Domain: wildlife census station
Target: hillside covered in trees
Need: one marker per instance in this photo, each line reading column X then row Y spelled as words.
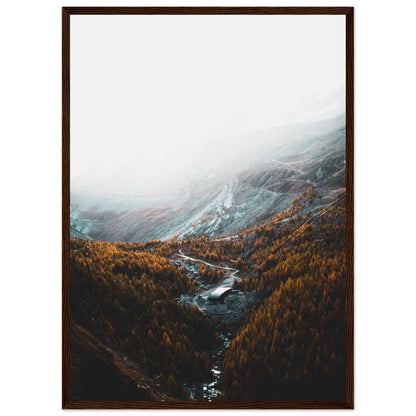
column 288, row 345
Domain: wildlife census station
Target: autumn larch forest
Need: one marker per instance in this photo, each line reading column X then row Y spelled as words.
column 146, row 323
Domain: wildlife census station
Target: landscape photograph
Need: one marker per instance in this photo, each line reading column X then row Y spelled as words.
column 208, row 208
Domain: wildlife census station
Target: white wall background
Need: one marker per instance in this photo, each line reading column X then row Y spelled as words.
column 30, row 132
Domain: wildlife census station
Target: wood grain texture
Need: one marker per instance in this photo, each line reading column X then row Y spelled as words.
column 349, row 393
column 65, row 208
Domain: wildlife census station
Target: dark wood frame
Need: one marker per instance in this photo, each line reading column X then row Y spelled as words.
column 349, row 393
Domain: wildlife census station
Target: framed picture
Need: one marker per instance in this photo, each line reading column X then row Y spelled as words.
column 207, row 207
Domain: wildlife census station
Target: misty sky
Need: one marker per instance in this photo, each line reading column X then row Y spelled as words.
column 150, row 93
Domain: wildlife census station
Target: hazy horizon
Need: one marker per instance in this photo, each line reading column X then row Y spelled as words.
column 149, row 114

...

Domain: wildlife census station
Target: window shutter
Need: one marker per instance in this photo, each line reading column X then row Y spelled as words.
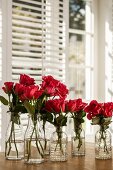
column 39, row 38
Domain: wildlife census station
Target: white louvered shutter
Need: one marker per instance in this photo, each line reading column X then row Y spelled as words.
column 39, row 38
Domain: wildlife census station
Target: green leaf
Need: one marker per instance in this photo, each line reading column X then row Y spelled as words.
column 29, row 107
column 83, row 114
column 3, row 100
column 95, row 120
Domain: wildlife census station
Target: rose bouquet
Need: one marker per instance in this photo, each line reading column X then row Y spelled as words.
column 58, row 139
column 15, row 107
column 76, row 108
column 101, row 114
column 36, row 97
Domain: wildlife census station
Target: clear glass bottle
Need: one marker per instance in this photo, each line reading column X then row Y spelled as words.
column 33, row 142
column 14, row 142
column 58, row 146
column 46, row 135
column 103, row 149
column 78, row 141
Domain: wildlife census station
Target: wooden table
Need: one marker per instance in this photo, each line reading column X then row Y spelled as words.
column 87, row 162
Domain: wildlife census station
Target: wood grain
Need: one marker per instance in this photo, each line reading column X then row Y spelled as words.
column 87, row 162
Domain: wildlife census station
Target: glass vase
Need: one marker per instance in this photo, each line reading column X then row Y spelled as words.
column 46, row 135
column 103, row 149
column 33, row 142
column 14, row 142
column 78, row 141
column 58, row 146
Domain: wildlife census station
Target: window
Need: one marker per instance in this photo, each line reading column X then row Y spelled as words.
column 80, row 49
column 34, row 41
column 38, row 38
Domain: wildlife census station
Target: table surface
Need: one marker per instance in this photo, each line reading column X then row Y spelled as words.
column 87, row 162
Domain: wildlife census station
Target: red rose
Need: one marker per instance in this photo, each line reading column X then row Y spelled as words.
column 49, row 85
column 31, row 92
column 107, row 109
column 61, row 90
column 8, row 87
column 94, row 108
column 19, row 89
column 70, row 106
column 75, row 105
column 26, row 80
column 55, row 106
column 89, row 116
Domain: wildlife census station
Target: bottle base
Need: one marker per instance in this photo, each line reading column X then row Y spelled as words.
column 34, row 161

* * *

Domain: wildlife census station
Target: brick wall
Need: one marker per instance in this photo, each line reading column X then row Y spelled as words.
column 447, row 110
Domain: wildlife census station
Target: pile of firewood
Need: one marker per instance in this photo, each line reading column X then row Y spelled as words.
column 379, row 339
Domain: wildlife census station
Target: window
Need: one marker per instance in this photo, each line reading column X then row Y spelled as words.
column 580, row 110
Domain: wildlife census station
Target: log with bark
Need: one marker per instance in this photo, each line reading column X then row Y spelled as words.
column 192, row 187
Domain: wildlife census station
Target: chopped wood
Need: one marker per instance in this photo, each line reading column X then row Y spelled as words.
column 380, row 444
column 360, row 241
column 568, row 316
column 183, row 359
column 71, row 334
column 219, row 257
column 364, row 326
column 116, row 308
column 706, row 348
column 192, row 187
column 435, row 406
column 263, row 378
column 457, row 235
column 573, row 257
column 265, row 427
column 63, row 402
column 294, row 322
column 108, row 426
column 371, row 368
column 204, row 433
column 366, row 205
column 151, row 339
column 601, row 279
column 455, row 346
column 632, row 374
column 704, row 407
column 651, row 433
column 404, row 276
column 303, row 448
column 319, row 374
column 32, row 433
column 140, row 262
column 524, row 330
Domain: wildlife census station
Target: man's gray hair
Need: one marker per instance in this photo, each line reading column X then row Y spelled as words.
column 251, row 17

AIM OF THE TASK —
Among the lines of the material, count those that contain the string "table" and state only that count.

SOLUTION FOR THIS TASK —
2